◆ YOUR INSTRUCTIONS: Starting at the first line below, copy through to the last line exactly.

◆ DATA TO PROCESS:

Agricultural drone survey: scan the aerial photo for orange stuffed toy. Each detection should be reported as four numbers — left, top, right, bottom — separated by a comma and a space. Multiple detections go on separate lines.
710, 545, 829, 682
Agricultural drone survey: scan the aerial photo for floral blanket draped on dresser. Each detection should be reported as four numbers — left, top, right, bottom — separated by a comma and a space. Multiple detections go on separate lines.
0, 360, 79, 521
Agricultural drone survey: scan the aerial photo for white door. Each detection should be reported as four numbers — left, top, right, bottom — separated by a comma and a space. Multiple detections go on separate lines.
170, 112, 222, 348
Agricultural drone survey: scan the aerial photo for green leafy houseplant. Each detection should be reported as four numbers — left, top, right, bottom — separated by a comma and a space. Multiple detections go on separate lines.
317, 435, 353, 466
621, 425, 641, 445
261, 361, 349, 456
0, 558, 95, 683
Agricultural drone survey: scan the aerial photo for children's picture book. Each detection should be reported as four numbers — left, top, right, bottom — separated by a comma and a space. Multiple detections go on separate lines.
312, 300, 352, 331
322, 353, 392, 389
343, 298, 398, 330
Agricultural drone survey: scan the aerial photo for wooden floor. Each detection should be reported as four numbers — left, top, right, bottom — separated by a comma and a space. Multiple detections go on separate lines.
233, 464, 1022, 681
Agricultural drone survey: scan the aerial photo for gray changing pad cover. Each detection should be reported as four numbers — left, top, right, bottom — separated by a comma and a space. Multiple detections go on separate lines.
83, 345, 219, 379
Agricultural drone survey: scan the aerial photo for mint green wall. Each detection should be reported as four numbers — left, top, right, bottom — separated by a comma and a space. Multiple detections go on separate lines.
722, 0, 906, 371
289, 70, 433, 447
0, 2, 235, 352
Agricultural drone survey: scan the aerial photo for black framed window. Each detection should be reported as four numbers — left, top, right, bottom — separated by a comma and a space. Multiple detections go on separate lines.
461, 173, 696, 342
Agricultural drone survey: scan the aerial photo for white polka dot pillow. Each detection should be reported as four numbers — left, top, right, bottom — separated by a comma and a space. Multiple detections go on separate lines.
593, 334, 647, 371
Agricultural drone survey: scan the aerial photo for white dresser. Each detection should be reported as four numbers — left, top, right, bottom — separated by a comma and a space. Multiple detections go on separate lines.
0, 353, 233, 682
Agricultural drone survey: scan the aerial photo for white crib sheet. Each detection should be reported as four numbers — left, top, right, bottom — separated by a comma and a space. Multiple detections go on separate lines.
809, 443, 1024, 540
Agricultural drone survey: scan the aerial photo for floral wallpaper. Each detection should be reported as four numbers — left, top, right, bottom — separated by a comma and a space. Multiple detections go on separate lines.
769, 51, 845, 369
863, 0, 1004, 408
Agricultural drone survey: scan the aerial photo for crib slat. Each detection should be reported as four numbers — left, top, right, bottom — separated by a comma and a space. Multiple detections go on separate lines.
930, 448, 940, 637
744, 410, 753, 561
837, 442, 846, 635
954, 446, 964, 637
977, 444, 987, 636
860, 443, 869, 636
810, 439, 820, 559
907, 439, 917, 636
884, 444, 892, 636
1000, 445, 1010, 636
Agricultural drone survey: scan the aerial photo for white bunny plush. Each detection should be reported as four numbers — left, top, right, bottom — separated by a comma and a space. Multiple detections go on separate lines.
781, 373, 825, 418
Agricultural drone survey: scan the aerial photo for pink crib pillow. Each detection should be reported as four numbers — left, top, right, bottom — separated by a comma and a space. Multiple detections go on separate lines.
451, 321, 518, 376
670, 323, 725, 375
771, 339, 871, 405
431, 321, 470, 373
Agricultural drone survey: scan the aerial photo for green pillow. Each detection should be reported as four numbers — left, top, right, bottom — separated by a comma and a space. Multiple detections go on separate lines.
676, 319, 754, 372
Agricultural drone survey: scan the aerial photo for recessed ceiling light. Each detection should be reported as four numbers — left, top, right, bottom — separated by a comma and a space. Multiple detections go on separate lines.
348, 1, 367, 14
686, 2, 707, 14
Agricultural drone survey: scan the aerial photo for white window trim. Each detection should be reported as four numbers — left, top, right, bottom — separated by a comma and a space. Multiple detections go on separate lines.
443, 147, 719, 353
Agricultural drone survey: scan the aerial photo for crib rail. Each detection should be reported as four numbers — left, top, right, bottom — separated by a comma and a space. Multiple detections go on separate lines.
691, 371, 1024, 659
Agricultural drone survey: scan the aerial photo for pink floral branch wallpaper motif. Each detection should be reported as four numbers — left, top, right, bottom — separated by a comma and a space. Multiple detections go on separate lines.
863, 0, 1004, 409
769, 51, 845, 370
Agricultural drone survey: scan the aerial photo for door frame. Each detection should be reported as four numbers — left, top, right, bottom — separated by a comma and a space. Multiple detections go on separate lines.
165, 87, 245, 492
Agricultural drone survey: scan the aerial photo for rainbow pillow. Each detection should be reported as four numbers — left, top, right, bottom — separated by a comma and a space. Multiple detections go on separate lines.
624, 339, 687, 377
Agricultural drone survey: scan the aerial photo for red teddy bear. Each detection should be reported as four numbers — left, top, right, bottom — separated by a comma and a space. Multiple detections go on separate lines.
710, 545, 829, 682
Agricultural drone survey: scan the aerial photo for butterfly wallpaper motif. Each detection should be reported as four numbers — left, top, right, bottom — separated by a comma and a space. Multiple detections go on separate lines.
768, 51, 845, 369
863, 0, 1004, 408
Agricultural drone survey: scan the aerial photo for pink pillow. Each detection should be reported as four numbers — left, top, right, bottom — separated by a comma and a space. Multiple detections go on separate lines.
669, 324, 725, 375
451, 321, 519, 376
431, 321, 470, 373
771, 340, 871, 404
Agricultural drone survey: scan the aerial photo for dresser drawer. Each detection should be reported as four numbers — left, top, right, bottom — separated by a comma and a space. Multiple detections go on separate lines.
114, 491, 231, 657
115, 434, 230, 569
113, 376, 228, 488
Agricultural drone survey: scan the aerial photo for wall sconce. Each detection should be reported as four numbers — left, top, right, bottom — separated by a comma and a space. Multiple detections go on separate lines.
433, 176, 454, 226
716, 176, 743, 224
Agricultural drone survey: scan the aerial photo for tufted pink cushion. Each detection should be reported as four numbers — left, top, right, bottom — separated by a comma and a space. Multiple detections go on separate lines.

◆ SOLUTION TO THIS TASK:
Agricultural drone survey: scan the aerial photo for orange stuffed toy. Each detection should be reported as four numbers — left, top, right, bottom — separated by a comma and a space. Multiple detections go on separate lines.
710, 545, 829, 682
Agricultural drone survey: scan the aerial photo for floral blanket draped on dresser. Each detection should be reported as four numbers — left, top, right, bottom — separated by a comma and a space. Multiple detections go on separate lines.
0, 360, 79, 521
Agricultural drone survey: scan the aerial photo for white door. Each detection should be reported as four numbers — left, top, right, bottom — separated by a comma and a space. Multiple detections go on separate lines.
170, 112, 222, 348
Agricultural drone survey: scan the aerial photo for green leafy houseplant. Each detection should be reported as four numbers — left, top, right, bottom — separated by a comma and a space. Multiple detections go on separate lines.
317, 435, 353, 466
621, 425, 641, 445
261, 361, 349, 456
0, 558, 95, 683
Agricultural drone survey: scan the aerial photo for children's picture book. Each detection should be reported as four numbers — left, top, right, bottom — separated by a comma and a space. Multiple detections go on separate lines.
312, 300, 352, 331
322, 353, 392, 389
343, 298, 398, 330
Agricultural drone survey: scan the aerial photo for wooden floor. Each detection should be reported as four numbers — left, top, right, bottom — separated by a comma and a space. Multiple detections go on separate lines.
233, 464, 1022, 681
Agricultural drone survey: scan the aerial photo for gray changing pad cover. Each detection should be reported as four numbers — left, top, right, bottom — separated by a comma and a space. Multiple detections go on separate lines.
83, 345, 219, 379
Agricultural drone survey: scan the aerial photo for mint green wall. Each detection should be reported as four numbers — left, top, right, bottom — separated by a comma and a space. Multiple detections go on separate lines.
722, 0, 906, 371
289, 70, 433, 447
0, 2, 235, 352
Agricultural drone survey: scan the aerial photo for black framed window. Each detection should be reported as four numbers — left, top, right, bottom — separated by a comma and a space. Multiple detections go on separate lines.
461, 173, 696, 342
Agricultural drone survey: scan the aerial photo for white polka dot pillow. Each detection should be reported as four numbers — left, top, right, bottom — separated by a comma and a space. Multiple detections go on separate lines.
593, 334, 647, 371
Agricultural drone survey: scan the aerial photo for white dresser. Each detection should be reported as four numbers — left, top, right, bottom — separated by a comma and a space. Multiple detections go on separate lines.
0, 353, 233, 682
Agricultural drone survey: scan the aerial photo for white crib sheet. Each detection should be reported as four numbers — left, top, right, bottom — separated by a comma and a space. Multiple detections go on separate lines.
809, 443, 1024, 540
Agricultural drone survey: scan the aerial photo for floral wallpaper. Each detection should be reported as four numbers — left, top, right, bottom — separated by a comma and a space. Multiple detections go on separate lines.
769, 51, 845, 369
863, 0, 1004, 408
Agricultural drone survey: scan the aerial photo for crib slat. Each detection should be reported as four numbers — left, top, right, bottom — separated by a comma and a space. Multiple detections go on separate lines.
930, 448, 940, 637
744, 410, 753, 561
837, 442, 846, 635
954, 446, 964, 637
977, 444, 987, 636
860, 443, 869, 636
810, 439, 820, 559
907, 439, 917, 636
884, 444, 892, 636
1000, 445, 1010, 636
Agricultural drone survey: scan the aerial photo for white bunny plush. Each detection should be reported as four numbers — left, top, right, bottom — separated by a comma and a space. Multiple detections go on separate lines.
781, 373, 825, 418
Agricultural drone survey: scan the aerial photo for pink crib pillow. Each detection should be reported as four numbers — left, top, right, bottom — separated by a comma and a space. Multiple detections go on separate lines.
451, 321, 518, 376
670, 323, 725, 375
771, 339, 871, 405
431, 321, 470, 373
Agricultural drone survey: scan the aerial photo for green pillow. Each detection should be reported as four numbers — left, top, right, bottom — separated by a comma and a space. Multiple detections go on separate lines.
676, 319, 754, 372
Agricultural drone survey: scan the aerial photo for recessed ceiling light. Each detection should be reported as four numbers — left, top, right, bottom — separated by a comma and a space. Multiple detections go on separate lines.
348, 1, 367, 14
686, 2, 707, 14
Agricultural drone survey: scan the aerial photo for white window trim. Each detection should be reported as four numbers — left, top, right, bottom — separated by a comma and a space. Multiple detections go on separate lines.
443, 147, 719, 353
Agricultural drone survey: scan the aerial photo for crib rail. Each detection should be reported as four numbers — left, top, right, bottom — separated by a comma and a space. Multiple detections go on separate lines.
691, 371, 1024, 659
Agricultural drone survey: scan the aerial photo for pink floral branch wallpaper motif. Each detection should be reported as four numbers — left, top, right, bottom — separated by a comma and a space. Multiple detections go on separate lines.
863, 0, 1004, 409
769, 51, 845, 370
Agricultural drone survey: scan the aerial photo for door frame. Each detection should be reported as four numbers — left, top, right, bottom — separated by a comma and a space. Multiple detections go on separate lines.
165, 87, 245, 492
Agricultural drone survey: scan the aerial photo for rainbow pillow. Each detection should be reported as four numbers — left, top, right, bottom — separated by a comma and a space. Multiple detections go on separate lines.
624, 339, 687, 377
Agricultural drone survey: scan the aerial photo for red teddy bear. Each detection should be reported as four numbers — left, top, right, bottom — separated by a comma and a space. Multiple detections go on separate lines.
710, 545, 829, 682
Agricultural drone survey: scan the aerial photo for butterfly wallpaper motif. Each detection should be reported as four numbers — left, top, right, bottom — separated by a comma and a space. Multiple detections go on separate lines.
768, 51, 845, 369
863, 0, 1004, 408
Agricultural drone survey: scan the aerial photo for pink pillow. Each detection should be reported as four numbers — left, top, right, bottom — separated by a comma and a space. Multiple detections go on separate lines.
669, 324, 725, 375
451, 321, 519, 376
431, 321, 470, 373
771, 340, 871, 404
Agricultural drone survey: scan the aerial photo for dresser drawer. Each detection should be reported as four numbers — left, top, right, bottom — separated by a comma and a space. Multiple detections go on separate lines.
114, 491, 231, 657
115, 434, 230, 569
113, 376, 228, 488
Agricultural drone survey: scan the aerial photo for wall sconce. Each detection should be reported as four numbers — left, top, right, bottom — separated by a comma and a space. Multiple detections go on separate lines.
433, 176, 454, 226
716, 176, 743, 224
Agricultural drone survey: scan the aerial photo for tufted pink cushion. Each detection should be reported as four numbers — left, top, right, bottom — separated by a comma and a space. Multiple detections go on separate lines.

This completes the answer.